▸ Required work
Copy the entries word for word. Keep the pictures out.

Recorded data:
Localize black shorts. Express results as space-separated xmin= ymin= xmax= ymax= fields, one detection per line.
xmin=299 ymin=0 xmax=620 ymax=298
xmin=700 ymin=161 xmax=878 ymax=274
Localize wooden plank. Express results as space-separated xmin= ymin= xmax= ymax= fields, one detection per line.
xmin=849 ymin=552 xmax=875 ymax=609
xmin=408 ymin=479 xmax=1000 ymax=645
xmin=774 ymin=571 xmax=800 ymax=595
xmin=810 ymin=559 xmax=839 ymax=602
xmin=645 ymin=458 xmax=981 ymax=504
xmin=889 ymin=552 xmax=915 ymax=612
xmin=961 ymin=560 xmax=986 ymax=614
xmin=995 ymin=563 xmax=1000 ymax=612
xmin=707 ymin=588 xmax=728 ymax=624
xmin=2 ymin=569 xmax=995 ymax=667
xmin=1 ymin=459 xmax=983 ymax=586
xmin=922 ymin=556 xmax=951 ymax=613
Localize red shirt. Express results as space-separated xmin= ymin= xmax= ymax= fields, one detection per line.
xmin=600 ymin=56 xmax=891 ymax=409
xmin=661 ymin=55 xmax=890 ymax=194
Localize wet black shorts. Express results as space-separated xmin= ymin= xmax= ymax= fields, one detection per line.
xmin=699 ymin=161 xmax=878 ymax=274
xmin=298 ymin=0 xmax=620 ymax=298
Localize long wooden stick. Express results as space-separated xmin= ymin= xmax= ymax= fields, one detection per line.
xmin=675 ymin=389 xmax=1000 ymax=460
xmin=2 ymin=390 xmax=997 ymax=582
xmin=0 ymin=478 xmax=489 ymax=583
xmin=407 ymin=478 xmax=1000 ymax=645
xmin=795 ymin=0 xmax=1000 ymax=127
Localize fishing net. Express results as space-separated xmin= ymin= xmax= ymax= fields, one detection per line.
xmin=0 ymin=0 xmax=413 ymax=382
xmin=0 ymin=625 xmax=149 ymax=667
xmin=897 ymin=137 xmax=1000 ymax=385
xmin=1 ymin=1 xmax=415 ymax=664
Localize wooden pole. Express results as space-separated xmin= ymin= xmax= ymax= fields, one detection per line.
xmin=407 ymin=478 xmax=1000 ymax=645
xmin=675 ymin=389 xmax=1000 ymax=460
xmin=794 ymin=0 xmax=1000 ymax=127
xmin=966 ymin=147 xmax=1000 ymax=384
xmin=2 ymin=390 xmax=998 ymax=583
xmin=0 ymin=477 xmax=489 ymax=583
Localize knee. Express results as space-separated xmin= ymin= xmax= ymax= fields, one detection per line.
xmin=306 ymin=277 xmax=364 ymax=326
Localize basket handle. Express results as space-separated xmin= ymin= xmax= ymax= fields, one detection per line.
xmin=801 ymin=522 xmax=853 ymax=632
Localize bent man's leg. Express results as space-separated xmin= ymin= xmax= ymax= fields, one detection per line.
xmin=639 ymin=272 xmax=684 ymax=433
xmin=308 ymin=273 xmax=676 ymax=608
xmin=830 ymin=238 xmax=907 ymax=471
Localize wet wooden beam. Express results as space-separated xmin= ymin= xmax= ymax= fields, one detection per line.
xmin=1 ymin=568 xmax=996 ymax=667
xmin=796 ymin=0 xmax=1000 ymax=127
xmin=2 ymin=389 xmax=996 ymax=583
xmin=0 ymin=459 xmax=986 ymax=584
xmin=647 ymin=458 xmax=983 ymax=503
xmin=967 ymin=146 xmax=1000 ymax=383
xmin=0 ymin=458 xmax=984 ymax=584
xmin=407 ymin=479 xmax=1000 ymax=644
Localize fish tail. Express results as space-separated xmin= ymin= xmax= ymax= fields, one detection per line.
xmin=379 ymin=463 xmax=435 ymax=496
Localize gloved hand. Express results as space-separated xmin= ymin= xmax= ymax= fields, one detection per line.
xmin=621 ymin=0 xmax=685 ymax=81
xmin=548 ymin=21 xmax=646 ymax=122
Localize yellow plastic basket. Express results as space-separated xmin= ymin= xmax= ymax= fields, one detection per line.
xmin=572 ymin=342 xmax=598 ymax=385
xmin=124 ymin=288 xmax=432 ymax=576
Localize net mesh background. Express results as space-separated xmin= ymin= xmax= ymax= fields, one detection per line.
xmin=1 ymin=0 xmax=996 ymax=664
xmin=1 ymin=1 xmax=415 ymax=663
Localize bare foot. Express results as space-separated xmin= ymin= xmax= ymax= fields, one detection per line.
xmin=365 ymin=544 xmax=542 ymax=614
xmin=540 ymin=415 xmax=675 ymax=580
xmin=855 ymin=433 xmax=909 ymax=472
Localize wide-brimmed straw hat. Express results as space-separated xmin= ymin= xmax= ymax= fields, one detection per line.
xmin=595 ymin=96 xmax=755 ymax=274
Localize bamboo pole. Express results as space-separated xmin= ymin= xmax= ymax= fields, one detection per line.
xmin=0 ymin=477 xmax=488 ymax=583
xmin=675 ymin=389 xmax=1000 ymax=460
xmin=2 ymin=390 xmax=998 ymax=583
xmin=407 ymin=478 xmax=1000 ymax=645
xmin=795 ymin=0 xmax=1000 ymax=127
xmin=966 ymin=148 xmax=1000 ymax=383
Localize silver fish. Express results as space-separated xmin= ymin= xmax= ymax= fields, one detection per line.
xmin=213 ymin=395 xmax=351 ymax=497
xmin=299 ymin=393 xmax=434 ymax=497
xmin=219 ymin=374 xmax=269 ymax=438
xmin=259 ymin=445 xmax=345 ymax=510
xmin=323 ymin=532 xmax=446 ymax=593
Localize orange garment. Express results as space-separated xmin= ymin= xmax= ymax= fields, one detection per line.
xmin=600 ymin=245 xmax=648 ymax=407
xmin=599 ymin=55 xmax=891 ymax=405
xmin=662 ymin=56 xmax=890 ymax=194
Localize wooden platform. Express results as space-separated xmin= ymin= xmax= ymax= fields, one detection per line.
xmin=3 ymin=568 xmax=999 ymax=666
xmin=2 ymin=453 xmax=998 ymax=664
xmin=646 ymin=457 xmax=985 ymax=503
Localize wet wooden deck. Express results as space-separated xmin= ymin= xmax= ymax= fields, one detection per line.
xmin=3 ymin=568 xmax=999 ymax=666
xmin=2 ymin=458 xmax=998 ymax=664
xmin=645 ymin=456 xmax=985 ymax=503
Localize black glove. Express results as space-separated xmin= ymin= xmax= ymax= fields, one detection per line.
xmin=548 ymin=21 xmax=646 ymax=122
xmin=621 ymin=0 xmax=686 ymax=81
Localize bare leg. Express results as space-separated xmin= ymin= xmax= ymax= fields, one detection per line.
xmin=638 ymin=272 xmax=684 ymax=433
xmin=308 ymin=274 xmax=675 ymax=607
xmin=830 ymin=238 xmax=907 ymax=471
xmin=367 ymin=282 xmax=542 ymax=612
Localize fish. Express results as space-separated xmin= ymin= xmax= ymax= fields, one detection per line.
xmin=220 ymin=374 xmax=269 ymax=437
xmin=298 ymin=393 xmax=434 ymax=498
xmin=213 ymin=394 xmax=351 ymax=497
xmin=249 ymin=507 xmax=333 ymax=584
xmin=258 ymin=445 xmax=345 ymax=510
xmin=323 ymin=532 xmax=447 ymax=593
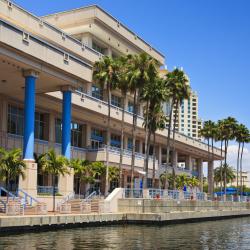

▸ Solution for this task
Localize black shorts. Express results as space-separated xmin= ymin= xmax= ymax= fields, one detection per line.
xmin=299 ymin=0 xmax=620 ymax=298
xmin=700 ymin=161 xmax=878 ymax=274
Localize wooden plank. Express results as space-separated xmin= ymin= xmax= ymax= fields, one detection per line.
xmin=849 ymin=552 xmax=875 ymax=609
xmin=408 ymin=479 xmax=1000 ymax=645
xmin=774 ymin=571 xmax=800 ymax=595
xmin=810 ymin=559 xmax=839 ymax=602
xmin=645 ymin=458 xmax=981 ymax=504
xmin=889 ymin=552 xmax=915 ymax=612
xmin=961 ymin=560 xmax=986 ymax=614
xmin=995 ymin=563 xmax=1000 ymax=612
xmin=707 ymin=588 xmax=728 ymax=624
xmin=2 ymin=569 xmax=995 ymax=667
xmin=1 ymin=459 xmax=983 ymax=586
xmin=922 ymin=556 xmax=951 ymax=613
Localize red shirt. Express results as space-separated xmin= ymin= xmax= ymax= fields, one detection per line.
xmin=600 ymin=56 xmax=891 ymax=409
xmin=661 ymin=55 xmax=890 ymax=194
Localize wet black shorts. Express results as space-separated xmin= ymin= xmax= ymax= fields, one detection per line.
xmin=699 ymin=161 xmax=878 ymax=274
xmin=298 ymin=0 xmax=620 ymax=298
Localize long wooden stick. Express results as space-separated xmin= ymin= xmax= ymax= fields, one detection per line.
xmin=675 ymin=389 xmax=1000 ymax=460
xmin=2 ymin=390 xmax=997 ymax=582
xmin=0 ymin=478 xmax=489 ymax=583
xmin=407 ymin=478 xmax=1000 ymax=645
xmin=795 ymin=0 xmax=1000 ymax=127
Localize fishing net. Express results as space-separated xmin= ymin= xmax= ymax= fields, one detection per line.
xmin=0 ymin=0 xmax=413 ymax=382
xmin=0 ymin=625 xmax=149 ymax=667
xmin=897 ymin=137 xmax=1000 ymax=385
xmin=1 ymin=1 xmax=415 ymax=664
Localize wooden pole. Express results as space-separated xmin= ymin= xmax= ymax= fields, one detection per line.
xmin=407 ymin=478 xmax=1000 ymax=645
xmin=675 ymin=389 xmax=1000 ymax=460
xmin=794 ymin=0 xmax=1000 ymax=127
xmin=966 ymin=147 xmax=1000 ymax=384
xmin=2 ymin=390 xmax=998 ymax=583
xmin=0 ymin=477 xmax=489 ymax=583
Localize knee. Express results as space-separated xmin= ymin= xmax= ymax= fields, one detection per line.
xmin=306 ymin=277 xmax=364 ymax=326
Localize basket handle. Express results as space-separated xmin= ymin= xmax= ymax= fields, one detection per line.
xmin=801 ymin=522 xmax=853 ymax=632
Localize bent man's leg. Express results as space-separated xmin= ymin= xmax= ymax= fields, one detection per line.
xmin=639 ymin=272 xmax=684 ymax=433
xmin=308 ymin=273 xmax=676 ymax=608
xmin=830 ymin=238 xmax=907 ymax=471
Localize wet wooden beam. Express results as space-separated xmin= ymin= xmax= ymax= fields, one detection per line.
xmin=1 ymin=568 xmax=996 ymax=667
xmin=796 ymin=0 xmax=1000 ymax=127
xmin=2 ymin=389 xmax=996 ymax=583
xmin=0 ymin=459 xmax=986 ymax=584
xmin=647 ymin=458 xmax=983 ymax=503
xmin=967 ymin=146 xmax=1000 ymax=383
xmin=0 ymin=458 xmax=984 ymax=584
xmin=407 ymin=479 xmax=1000 ymax=644
Localize fish tail. Express results as space-separated xmin= ymin= xmax= ymax= fields, one detection per line.
xmin=379 ymin=463 xmax=435 ymax=496
Localize gloved hand. Express results as space-separated xmin= ymin= xmax= ymax= fields, one detection per line.
xmin=621 ymin=0 xmax=685 ymax=81
xmin=548 ymin=21 xmax=646 ymax=122
Localize yellow plastic basket. Express results as space-separated xmin= ymin= xmax= ymax= fields, one detection per line.
xmin=572 ymin=342 xmax=598 ymax=385
xmin=124 ymin=288 xmax=432 ymax=576
Localize net mesh background. Express results as space-separated xmin= ymin= xmax= ymax= fields, one detection per line.
xmin=1 ymin=0 xmax=996 ymax=664
xmin=1 ymin=1 xmax=415 ymax=663
Localize bare foot. Express results as space-separated xmin= ymin= xmax= ymax= fields, one detection per line.
xmin=365 ymin=544 xmax=542 ymax=614
xmin=540 ymin=415 xmax=675 ymax=580
xmin=855 ymin=433 xmax=909 ymax=472
Localize wide-brimmed straw hat. Express results as space-separated xmin= ymin= xmax= ymax= fields, one detection per line.
xmin=595 ymin=96 xmax=755 ymax=274
Localize bamboo pole. Express results as space-separated xmin= ymin= xmax= ymax= fields, one detection per line.
xmin=0 ymin=477 xmax=488 ymax=583
xmin=675 ymin=389 xmax=1000 ymax=460
xmin=2 ymin=390 xmax=998 ymax=583
xmin=407 ymin=478 xmax=1000 ymax=645
xmin=795 ymin=0 xmax=1000 ymax=127
xmin=966 ymin=148 xmax=1000 ymax=383
Localize silver fish. Express results as space-separated xmin= ymin= xmax= ymax= fields, one detection per line.
xmin=213 ymin=395 xmax=351 ymax=497
xmin=299 ymin=393 xmax=434 ymax=497
xmin=219 ymin=374 xmax=269 ymax=438
xmin=259 ymin=445 xmax=345 ymax=510
xmin=323 ymin=532 xmax=446 ymax=593
Localize orange garment. Express results as space-separated xmin= ymin= xmax= ymax= fields, one detection per line.
xmin=600 ymin=245 xmax=648 ymax=407
xmin=599 ymin=55 xmax=891 ymax=405
xmin=662 ymin=56 xmax=890 ymax=194
Localize wooden platform. Express results as space-separated xmin= ymin= xmax= ymax= fields, one detection per line.
xmin=3 ymin=568 xmax=999 ymax=666
xmin=2 ymin=453 xmax=998 ymax=664
xmin=646 ymin=457 xmax=985 ymax=503
Localize wet wooden deck. Express results as space-separated xmin= ymin= xmax= ymax= fields, one detection per line.
xmin=3 ymin=568 xmax=999 ymax=666
xmin=2 ymin=458 xmax=998 ymax=664
xmin=645 ymin=456 xmax=985 ymax=503
Localize black glove. Express results as space-separated xmin= ymin= xmax= ymax= fields, one detection per line.
xmin=548 ymin=21 xmax=646 ymax=122
xmin=621 ymin=0 xmax=686 ymax=81
Localize bare leg. Express results as space-separated xmin= ymin= xmax= ymax= fields, one detection per line.
xmin=638 ymin=272 xmax=684 ymax=433
xmin=308 ymin=274 xmax=675 ymax=607
xmin=830 ymin=238 xmax=907 ymax=471
xmin=367 ymin=282 xmax=542 ymax=612
Localize fish. Express results as space-separated xmin= ymin= xmax= ymax= fields, one detection per line.
xmin=220 ymin=374 xmax=269 ymax=437
xmin=298 ymin=393 xmax=434 ymax=498
xmin=213 ymin=394 xmax=351 ymax=497
xmin=249 ymin=507 xmax=333 ymax=584
xmin=258 ymin=445 xmax=345 ymax=510
xmin=323 ymin=532 xmax=447 ymax=593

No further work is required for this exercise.